Content starts

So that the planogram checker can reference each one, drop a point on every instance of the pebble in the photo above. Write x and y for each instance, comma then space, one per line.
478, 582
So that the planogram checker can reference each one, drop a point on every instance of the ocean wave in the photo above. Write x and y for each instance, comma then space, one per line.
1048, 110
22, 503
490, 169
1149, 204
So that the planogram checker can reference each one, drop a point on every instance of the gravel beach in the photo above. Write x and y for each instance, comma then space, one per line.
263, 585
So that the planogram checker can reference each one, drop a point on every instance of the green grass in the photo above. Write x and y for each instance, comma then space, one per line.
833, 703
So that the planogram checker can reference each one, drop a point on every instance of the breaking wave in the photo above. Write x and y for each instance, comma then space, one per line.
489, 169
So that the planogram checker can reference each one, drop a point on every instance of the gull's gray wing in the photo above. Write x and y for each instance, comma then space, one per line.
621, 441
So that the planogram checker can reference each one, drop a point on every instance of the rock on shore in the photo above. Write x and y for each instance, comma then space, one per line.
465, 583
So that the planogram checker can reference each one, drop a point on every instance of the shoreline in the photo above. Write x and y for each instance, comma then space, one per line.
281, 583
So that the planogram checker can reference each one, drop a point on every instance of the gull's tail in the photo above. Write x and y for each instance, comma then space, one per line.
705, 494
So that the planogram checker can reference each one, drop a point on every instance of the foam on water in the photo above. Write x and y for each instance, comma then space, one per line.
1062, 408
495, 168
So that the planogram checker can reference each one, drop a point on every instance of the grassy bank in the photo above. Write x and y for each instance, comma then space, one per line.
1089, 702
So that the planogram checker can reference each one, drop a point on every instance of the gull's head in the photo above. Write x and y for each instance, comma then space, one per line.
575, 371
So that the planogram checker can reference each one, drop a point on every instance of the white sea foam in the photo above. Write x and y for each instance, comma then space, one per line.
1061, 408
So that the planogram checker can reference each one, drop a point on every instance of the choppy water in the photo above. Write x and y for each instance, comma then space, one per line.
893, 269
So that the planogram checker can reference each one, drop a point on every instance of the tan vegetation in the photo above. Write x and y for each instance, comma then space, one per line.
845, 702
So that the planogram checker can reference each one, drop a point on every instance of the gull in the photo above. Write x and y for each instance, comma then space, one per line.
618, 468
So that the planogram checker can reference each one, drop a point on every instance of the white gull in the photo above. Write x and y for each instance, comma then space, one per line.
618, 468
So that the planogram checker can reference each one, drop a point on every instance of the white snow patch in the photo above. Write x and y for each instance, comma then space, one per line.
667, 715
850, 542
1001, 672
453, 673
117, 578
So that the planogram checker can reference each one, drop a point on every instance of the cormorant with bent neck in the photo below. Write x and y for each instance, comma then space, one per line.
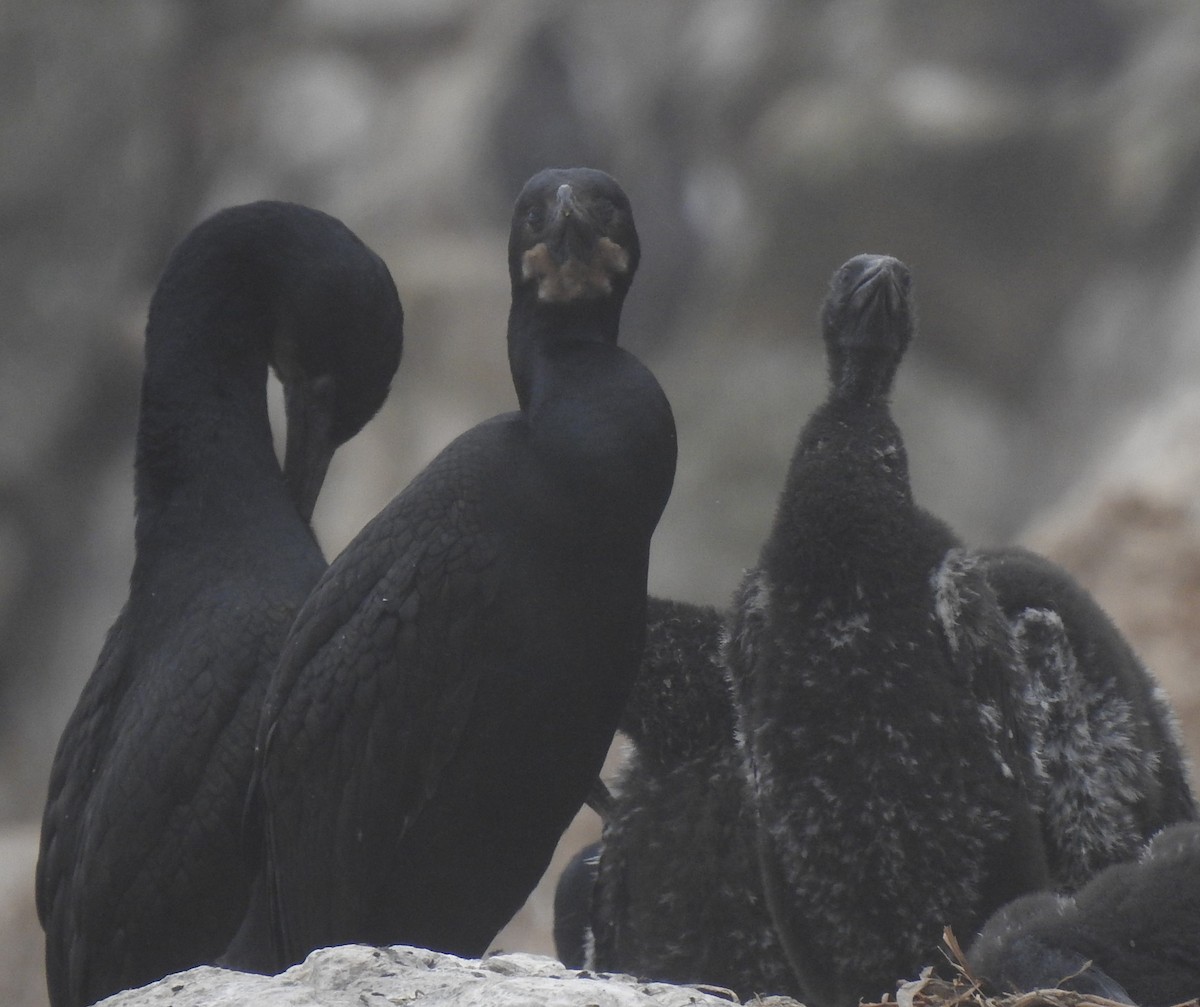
142, 867
870, 665
449, 690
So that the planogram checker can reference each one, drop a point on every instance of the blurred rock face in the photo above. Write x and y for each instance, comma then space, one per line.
1036, 165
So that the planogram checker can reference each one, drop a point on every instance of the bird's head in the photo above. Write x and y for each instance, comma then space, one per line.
868, 322
573, 238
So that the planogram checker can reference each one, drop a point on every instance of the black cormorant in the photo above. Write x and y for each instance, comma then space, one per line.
141, 870
1132, 934
870, 665
450, 688
1109, 757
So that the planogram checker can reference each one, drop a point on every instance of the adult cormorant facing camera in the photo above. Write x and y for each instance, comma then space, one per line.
449, 690
1132, 934
141, 871
869, 663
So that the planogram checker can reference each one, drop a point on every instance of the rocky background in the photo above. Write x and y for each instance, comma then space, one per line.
1037, 165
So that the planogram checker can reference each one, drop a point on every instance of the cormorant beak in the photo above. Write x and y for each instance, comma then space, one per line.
573, 232
310, 443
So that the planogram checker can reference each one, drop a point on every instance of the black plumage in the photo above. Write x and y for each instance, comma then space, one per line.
870, 666
141, 870
676, 887
1132, 934
1109, 760
451, 685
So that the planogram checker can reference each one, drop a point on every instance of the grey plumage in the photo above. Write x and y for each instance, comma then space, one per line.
449, 690
1131, 934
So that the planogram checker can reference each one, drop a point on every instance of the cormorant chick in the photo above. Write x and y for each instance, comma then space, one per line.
1132, 934
141, 871
675, 889
449, 690
870, 665
1111, 769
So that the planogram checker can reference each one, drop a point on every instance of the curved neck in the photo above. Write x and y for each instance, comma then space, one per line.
205, 456
535, 327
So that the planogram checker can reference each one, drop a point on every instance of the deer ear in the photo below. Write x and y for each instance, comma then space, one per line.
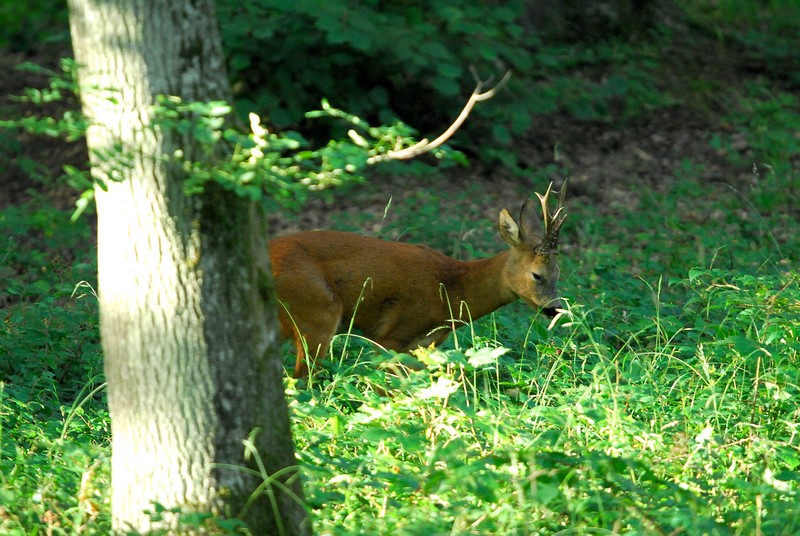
509, 230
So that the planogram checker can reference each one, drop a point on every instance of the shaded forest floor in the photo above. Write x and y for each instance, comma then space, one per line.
609, 164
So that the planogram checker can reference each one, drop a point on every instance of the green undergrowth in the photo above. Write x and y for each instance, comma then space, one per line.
684, 423
662, 402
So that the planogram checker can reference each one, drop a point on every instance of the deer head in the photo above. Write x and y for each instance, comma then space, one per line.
531, 271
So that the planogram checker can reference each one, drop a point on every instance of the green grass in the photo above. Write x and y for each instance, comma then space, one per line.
664, 402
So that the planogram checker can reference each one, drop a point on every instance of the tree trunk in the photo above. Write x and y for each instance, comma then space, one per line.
187, 320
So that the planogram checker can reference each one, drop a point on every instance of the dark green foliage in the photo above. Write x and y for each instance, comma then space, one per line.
664, 402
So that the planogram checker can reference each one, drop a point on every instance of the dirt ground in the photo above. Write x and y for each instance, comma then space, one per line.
609, 165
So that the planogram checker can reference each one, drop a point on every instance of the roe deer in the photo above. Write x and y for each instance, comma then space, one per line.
398, 294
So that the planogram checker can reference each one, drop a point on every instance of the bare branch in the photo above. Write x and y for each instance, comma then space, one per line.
424, 146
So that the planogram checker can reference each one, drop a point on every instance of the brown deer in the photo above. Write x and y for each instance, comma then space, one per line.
398, 294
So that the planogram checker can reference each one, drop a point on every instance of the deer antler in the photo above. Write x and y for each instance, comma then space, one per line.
552, 222
423, 146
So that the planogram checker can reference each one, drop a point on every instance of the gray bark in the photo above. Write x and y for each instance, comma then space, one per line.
188, 325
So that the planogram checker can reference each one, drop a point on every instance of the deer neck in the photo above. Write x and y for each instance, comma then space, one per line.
480, 284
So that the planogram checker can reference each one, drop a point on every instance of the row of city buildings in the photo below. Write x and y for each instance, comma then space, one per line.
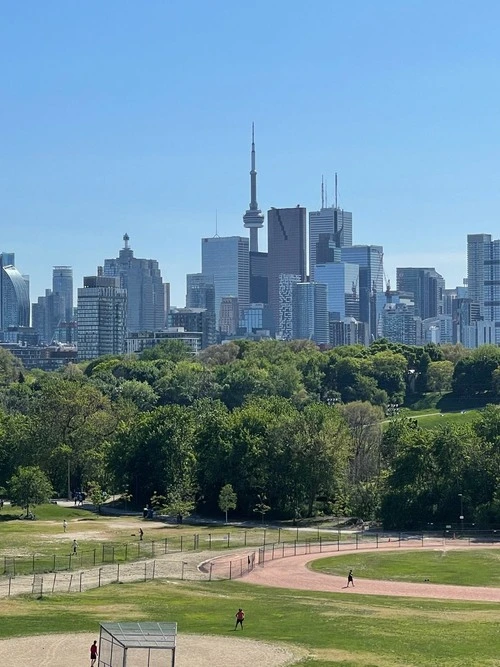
311, 283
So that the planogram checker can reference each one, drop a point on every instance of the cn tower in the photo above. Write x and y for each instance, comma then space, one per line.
253, 218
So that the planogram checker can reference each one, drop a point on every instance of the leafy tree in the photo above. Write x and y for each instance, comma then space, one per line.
171, 349
363, 420
10, 367
227, 499
97, 495
261, 507
29, 486
440, 376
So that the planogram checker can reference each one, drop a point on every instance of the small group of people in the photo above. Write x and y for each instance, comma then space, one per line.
93, 654
79, 497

Content ends

--- DESCRIPTION OF THE TASK ---
Once the pictures are dropped, please print every remaining line of the material verbatim.

--- EXERCISE RESPONSE ---
So that the planogram checker can reference each one, drop a point on every instance of the pebble in the photo above. Write x and y for each instance, comma then space, one per line.
478, 582
So that the planogram checker can reference each one, drop a point on every instance of the ocean wave in the photo above. Write x and y for each instance, comma then space, one per line.
1048, 110
22, 503
490, 169
1149, 204
So that the planogram checker can reference each one, drop a point on every instance of the gravel beach in the photo above. Write x and y for each instance, comma then space, one per line.
263, 585
So that the planogram checker can reference each one, drop a point on every instance of the green grass in the photo above. Write x and y for each instance, comma then space, one per line.
833, 703
So that the planogram checker can reference each one, drop a point on every instance of the breaking wave in the photo above. Write x and y for each instance, comma then space, one per line.
489, 169
So that the planogram checker can reference each one, drop a point on every instance of the gull's gray wing in the photo above. Write x and y for each instance, comma then space, one per line.
621, 441
So that the planogram checker can reference each one, drop a point on every instance of the rock on shore in the photo above. Write x and y for each instance, comma then space, one per line.
465, 583
So that the planogram checker can reference each one, drop a point on every instance of the shoreline in the photo above. Write x and y for each instance, comma then space, one per line.
281, 583
So that the planogram checker can reference each one, drop a point on every instance of the gull's tail in the photo above. Write x and y for each instance, comma then space, one per line.
705, 494
So that the planogram checker can reference each one, drop a point on every instance of the foam on water in the photo above. Write x and y for each instance, comma then space, one per line.
1062, 408
495, 168
So that the planogram checker can reference each one, drop a point on every instance of the grassy bank in the photo above. Write x and y for each instance, comma then space, one per line.
1089, 702
So that the planogram checker can reference each one, drop a point on every instance of the gull's head in the photo above. Write x and y for each instance, comma then space, one per line.
575, 371
So that the planogram checker can reference each one, drop a point on every instance of the white sea foam in the photo above. Write x and y for each instance, comma then space, one per line.
1061, 408
So that the planogram checker can reference each one, drop a point on every instance of the choppy water in the photo above. Write x and y for each instance, comma then space, one per line.
893, 269
So that the planogram checker can reference each one, drop a point on every instance of the tan vegetation in the photo above. Write x and y for each instance, comma then space, one per line.
845, 702
So that the planogram checker can reference each one, drop a point on every instance of the gull in the photo above. Write x and y for each instance, comma then space, one per line.
618, 468
So that the planogram checker can reference each one, drop a point on every instance of the white gull in the photo above. Write x and y for each instance, comma then space, one per line.
618, 468
So that the planogram checker can reference each one, drop a point on every instance of the white snow patch in the photo above. Write x and y for each instance, comma then space, one per line.
667, 715
850, 542
1001, 672
453, 673
117, 578
So that the planogram checker can reference each one, drop a point on every instance of the cormorant with bent neck in the photo below. Write x and y for each instance, comma then space, one per line.
142, 867
870, 665
449, 690
So that the planogram checker can reference each one, drop a point on every instance of the blurred rock face in the photo above. Write x and y for each instance, comma then space, one per line.
1036, 165
So that the planogram checker can reference each one, drop a point on every instance of the bird's head in the photo above. Write x and y for each instance, comma then space, one per line.
868, 322
573, 238
So that the planogram checker can reference each one, drop a point on every instance of the black cormorant in the photo above. Write x and y for each instance, comma then space, one per line.
141, 870
1132, 934
870, 665
450, 688
1109, 757
So that the planogram checker can reference each one, drop a point on every instance of the adult cormorant facing camera in the photo above. Write x and y for each instance, comma then space, one per line.
449, 690
1132, 934
141, 871
869, 663
So that the planogram checker can reference each one, drop a point on every instance of the rocky background in the photo above. Write x and y for each instance, comma then space, one per line.
1037, 165
So that the planogram checker can reference each one, drop a point on every instance of the cormorant beak in the photo above. Write x and y for each instance, comma then space, one per line.
573, 232
310, 443
So that the planogram checker can reference each one, drop a point on every instance of the black plumage in the photo above. Write x and y for each instance, comma then space, one per line.
870, 666
141, 870
676, 887
1132, 934
1109, 760
451, 685
So that the planogram checker can reference each one, drop a point on every instance of the grey plumage in the photo above. Write x and y for each instance, comma then space, one per line.
449, 690
1131, 934
So that the planogram checker can reference each one, drop a point on every instance of the cormorant chick in the photo above. Write x and y for each instance, comma then space, one per line.
1132, 934
141, 871
675, 889
449, 690
870, 665
1111, 769
So that the planogram checker can reference each one, drop a point on every instance of the curved neck in the photo above. Write x and y for each instance, comma then space, one per line.
205, 456
535, 327
So that the planogram checker can reference each one, drop a point on every instance of the deer ear in the photo below. Write x and y for each instance, comma then space, one per line.
509, 230
So that the planogram checker can reference each one, drop a point on every instance of the shaded forest floor in the photo above. Write x and y for each instance, comma then space, one per line.
609, 164
So that the planogram checker can reference each one, drop a point on every instance of the green undergrowth in the photo above. Write x and y for each instance, comma then space, one per line.
684, 423
662, 402
So that the planogram checker can reference each one, drop a point on every instance of the deer head in the photo above. Write x and y for each instance, comma then space, one per line.
531, 271
So that the planogram checker can reference each one, drop a point on every instance of the green grass in the photo above. Write x and y for each instance, comma then space, one per line.
664, 402
So that the planogram checker can reference each one, drop a point on every instance of the tree trunk in the photo above. Write x and y for each instance, comma then space, one per line.
187, 320
So that the planogram checker can reference each one, drop a point on every instance of the dark green foliage in the photo above. Write x and y for each instance, comma then space, one per line.
664, 402
So that the planogram checker can reference each one, drop a point on every instance of the dirt ground in the photo above. Write x and y for each instance, comma then space, one per line.
609, 165
So that the planogram checker can reference each one, drop a point on every instance of the roe deer in the photo above. Write x and y for each instance, comma then space, one per line.
398, 294
So that the planogram checker can reference each one, drop a point on every instance of the bare branch in the photo above. Write x and y for each instance, comma then space, one per line.
424, 146
So that the planogram checker can reference each one, drop a point on every instance of the brown deer in the photo above. Write x and y for each instance, comma then space, one per line.
398, 294
So that the planogram checker can reference each one, drop a point on every instance of the deer antler in the photo above. Write x and y for each instance, comma then space, one per line.
552, 222
423, 146
So that the planogram checker can reference each one, drop a point on every instance of the gray bark in the photo above. Write x and y for each instance, comma then space, one per line.
188, 325
So that the planogram checker can reference each one, drop a point on every instance of the deer neck in the photo above. Write x and y for each instance, comma then space, one per line.
480, 284
So that the planogram checker can reference each one, drop a point on every instance of the row of city buildings in the photo below. Write x and y for each instance, comma then space, one per line.
311, 283
So that the planogram checker can reference each one, drop a point on every instance of the cn tower in the photo above. Write x and y for each instance, comma then space, one per line.
253, 218
So that the planogram checker can reference each one, drop a point on every instance of the leafy tree in the photo above. Write x and y for each instance, comma then space, one per line.
171, 349
363, 420
10, 367
227, 499
97, 495
261, 507
29, 486
440, 376
So that the planogram checker can reference each one, drop a point on every instance of the small group of people in the photo above. Write x and y for each instance, comma then space, one per line.
93, 654
79, 497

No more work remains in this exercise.